Brano da leggere ->
──────

L’utilitarismo di John Stuart Mill (1806-1873) prende le mosse dalla
riflessione dell'economista e filosofo Jeremy Bentham (1749-1827), seppure con parecchi distinguo.
Stuart Mill afferma che l’utilità consiste nella assenza di dolore, ossia nella
felicità e che per l’utilitarismo: “le azioni sono moralmente corrette nella
misura in cui tendono a procurare felicità, moralmente scorrette se tendono a
produrre il contrario della felicità. Piacere e liberazione dal dolore sono le
uniche cose desiderabili come fini” (L'utilitarismo, p. 241). Piacere e assenza di dolore
sono fini giacché contribuiscono al raggiungimento della felicità: “La
felicità non è un’idea astratta, ma un tutto concreto” (U, p. 285). Stuart Mill
assegna dunque al piacere e al dolore un ruolo sussidiario rispetto a quello
che Bentham riconosceva loro: essi possono essere utili al fine di stabilizzare
le abitudini che ci conducono ad agire, ma un individuo possiederà un carattere
definito e fermo solo quando comincerà ad comportarsi in modo autonomo rispetto alla pura
e semplice ricerca del piacere e alla sottrazione dal dolore.

──────

Esercizio assegnato 1 -> Ricopia dal brano sull'utilitarismo di Stuart Mill il passo che comincia con "L’utilitarismo di John" e prosegue fino a "con parecchi distinguo.", entrambi inclusi.

Materiali forniti ->
──────

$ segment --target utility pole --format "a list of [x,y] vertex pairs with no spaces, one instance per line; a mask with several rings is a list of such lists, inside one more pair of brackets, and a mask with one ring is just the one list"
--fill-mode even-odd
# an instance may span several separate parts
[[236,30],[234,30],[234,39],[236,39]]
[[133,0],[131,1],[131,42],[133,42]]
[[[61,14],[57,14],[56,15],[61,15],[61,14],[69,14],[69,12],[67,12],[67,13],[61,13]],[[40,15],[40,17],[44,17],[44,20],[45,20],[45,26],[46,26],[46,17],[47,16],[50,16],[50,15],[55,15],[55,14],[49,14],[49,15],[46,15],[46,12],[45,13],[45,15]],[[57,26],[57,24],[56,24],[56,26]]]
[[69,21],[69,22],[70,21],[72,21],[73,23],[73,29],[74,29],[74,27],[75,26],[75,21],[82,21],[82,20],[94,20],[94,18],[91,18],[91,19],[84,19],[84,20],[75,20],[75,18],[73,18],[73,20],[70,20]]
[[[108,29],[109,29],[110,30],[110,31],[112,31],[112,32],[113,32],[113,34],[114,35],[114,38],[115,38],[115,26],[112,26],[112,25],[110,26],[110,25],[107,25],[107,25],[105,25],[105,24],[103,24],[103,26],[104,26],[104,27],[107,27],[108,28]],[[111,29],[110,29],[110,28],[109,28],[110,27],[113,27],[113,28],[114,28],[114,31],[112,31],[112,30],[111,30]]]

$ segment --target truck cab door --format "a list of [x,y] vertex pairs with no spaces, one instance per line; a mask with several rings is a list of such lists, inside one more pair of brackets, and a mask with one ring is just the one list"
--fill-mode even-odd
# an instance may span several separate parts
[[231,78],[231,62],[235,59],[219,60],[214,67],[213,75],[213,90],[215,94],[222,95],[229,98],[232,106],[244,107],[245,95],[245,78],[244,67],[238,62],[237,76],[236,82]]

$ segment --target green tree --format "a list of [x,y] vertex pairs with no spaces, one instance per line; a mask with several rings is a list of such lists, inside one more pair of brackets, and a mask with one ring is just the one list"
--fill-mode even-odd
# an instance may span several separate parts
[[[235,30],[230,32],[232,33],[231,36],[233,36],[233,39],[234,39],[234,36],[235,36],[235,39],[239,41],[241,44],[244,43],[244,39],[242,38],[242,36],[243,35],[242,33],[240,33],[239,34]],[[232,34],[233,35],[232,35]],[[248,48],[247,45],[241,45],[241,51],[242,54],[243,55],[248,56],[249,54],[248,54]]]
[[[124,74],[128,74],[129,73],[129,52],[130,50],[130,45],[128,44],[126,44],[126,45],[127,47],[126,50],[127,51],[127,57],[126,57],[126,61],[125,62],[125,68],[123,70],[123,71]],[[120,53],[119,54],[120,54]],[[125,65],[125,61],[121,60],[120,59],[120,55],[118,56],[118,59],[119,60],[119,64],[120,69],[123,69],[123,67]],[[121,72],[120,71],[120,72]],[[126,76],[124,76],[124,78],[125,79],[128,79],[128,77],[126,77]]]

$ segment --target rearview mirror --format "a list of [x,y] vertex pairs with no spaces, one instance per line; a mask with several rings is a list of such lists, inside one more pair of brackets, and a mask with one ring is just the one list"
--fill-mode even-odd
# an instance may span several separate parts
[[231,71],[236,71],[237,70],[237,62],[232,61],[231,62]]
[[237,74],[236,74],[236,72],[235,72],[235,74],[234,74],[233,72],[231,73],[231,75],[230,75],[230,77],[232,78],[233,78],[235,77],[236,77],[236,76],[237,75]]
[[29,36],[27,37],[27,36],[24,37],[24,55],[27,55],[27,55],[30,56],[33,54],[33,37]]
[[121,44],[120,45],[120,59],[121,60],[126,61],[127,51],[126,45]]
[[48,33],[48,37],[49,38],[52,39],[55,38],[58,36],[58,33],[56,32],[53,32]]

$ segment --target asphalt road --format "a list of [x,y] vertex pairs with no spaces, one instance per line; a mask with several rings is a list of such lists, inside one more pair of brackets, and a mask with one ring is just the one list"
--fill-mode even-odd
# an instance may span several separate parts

──────

Esercizio assegnato 2 -> Disponi come elenco numerato le righe del listato che vanno da quella contenente "segment --target rearview" fino all'ultima del listato, comprese entrambe. Tralascia le righe vuote.

Risposta 1 ->
L’utilitarismo di John Stuart Mill (1806-1873) prende le mosse dalla
riflessione dell'economista e filosofo Jeremy Bentham (1749-1827), seppure con parecchi distinguo.

Risposta 2 ->
1. $ segment --target rearview mirror --format "a list of [x,y] vertex pairs with no spaces, one instance per line; a mask with several rings is a list of such lists, inside one more pair of brackets, and a mask with one ring is just the one list"
2. --fill-mode even-odd
3. # an instance may span several separate parts
4. [[231,71],[236,71],[237,70],[237,62],[232,61],[231,62]]
5. [[237,74],[236,74],[236,72],[235,72],[235,74],[234,74],[233,72],[231,73],[231,75],[230,75],[230,77],[232,78],[233,78],[235,77],[236,77],[236,76],[237,75]]
6. [[29,36],[27,37],[27,36],[24,37],[24,55],[27,55],[27,55],[30,56],[33,54],[33,37]]
7. [[121,44],[120,45],[120,59],[121,60],[126,61],[127,51],[126,45]]
8. [[48,33],[48,37],[49,38],[52,39],[55,38],[58,36],[58,33],[56,32],[53,32]]
9. $ segment --target asphalt road --format "a list of [x,y] vertex pairs with no spaces, one instance per line; a mask with several rings is a list of such lists, inside one more pair of brackets, and a mask with one ring is just the one list"
10. --fill-mode even-odd
11. # an instance may span several separate parts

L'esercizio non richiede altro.